### [Activity]
From the first entry to the last, repeat them all exactly.

[Saved data entries]
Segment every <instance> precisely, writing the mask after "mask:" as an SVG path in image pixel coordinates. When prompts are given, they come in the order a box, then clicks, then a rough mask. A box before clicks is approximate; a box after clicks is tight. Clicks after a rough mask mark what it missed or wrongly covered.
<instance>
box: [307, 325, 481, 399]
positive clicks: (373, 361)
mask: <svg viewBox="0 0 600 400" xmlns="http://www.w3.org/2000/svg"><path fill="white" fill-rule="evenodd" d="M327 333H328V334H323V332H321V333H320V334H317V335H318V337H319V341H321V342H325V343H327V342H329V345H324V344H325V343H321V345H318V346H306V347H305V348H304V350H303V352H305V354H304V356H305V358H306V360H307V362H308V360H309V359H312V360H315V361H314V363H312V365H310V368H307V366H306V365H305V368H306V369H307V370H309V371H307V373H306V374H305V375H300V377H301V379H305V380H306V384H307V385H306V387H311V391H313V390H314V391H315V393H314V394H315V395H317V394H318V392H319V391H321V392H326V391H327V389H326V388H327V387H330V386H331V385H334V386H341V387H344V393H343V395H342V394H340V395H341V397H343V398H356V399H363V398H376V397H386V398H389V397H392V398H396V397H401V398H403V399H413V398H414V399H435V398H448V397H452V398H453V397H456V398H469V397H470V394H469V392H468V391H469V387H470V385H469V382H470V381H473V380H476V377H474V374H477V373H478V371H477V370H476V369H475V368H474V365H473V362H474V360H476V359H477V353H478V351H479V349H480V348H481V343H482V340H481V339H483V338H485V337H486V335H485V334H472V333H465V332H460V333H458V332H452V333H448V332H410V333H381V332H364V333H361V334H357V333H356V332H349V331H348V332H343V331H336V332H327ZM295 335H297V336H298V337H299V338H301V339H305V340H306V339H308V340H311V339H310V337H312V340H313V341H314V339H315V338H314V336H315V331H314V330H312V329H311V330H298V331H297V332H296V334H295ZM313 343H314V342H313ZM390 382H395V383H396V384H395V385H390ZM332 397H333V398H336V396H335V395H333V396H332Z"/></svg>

### [Answer box]
Segment every <instance> precisely, writing the mask after "mask:" as an SVG path in image pixel coordinates. When prompts are given, they come in the order a box, then clicks, then a rough mask. A box before clicks is approximate; a box after clicks is tight. Clicks after a rough mask mark what it missed or wrongly covered.
<instance>
box: [307, 325, 481, 399]
positive clicks: (373, 361)
mask: <svg viewBox="0 0 600 400" xmlns="http://www.w3.org/2000/svg"><path fill="white" fill-rule="evenodd" d="M327 333H328V334H323V332H321V333H320V334H317V335H318V337H319V341H321V342H325V343H327V342H329V345H324V344H325V343H321V345H318V346H306V347H305V348H304V350H303V352H305V354H304V356H305V358H306V360H307V362H308V360H309V359H312V360H315V361H314V363H312V365H310V368H307V366H306V365H305V368H306V369H307V370H309V371H307V373H306V374H305V375H300V377H301V379H305V380H306V384H307V385H306V387H311V391H313V390H314V391H315V393H314V394H315V395H317V394H318V392H319V391H321V392H326V391H327V389H326V388H327V387H330V386H331V385H334V386H341V387H344V393H343V395H342V394H340V395H341V397H343V398H356V399H363V398H376V397H386V398H389V397H392V398H396V397H401V398H403V399H413V398H414V399H435V398H448V397H452V398H453V397H456V398H469V397H470V394H469V392H468V391H469V387H470V385H469V382H470V381H473V380H476V377H474V374H477V373H478V371H477V370H476V369H475V368H474V365H473V362H474V360H476V359H477V353H478V351H479V349H480V348H481V343H482V340H481V339H483V338H485V337H486V335H485V334H472V333H465V332H460V333H458V332H452V333H448V332H410V333H381V332H364V333H361V334H357V333H356V332H349V331H348V332H343V331H336V332H327ZM295 335H297V336H298V337H299V338H301V339H305V340H306V339H308V340H311V339H310V337H312V340H313V341H314V339H315V338H314V336H315V331H314V330H312V329H311V330H298V331H297V332H296V334H295ZM313 343H314V342H313ZM390 382H395V383H396V384H395V385H390ZM332 397H333V398H336V396H335V395H333V396H332Z"/></svg>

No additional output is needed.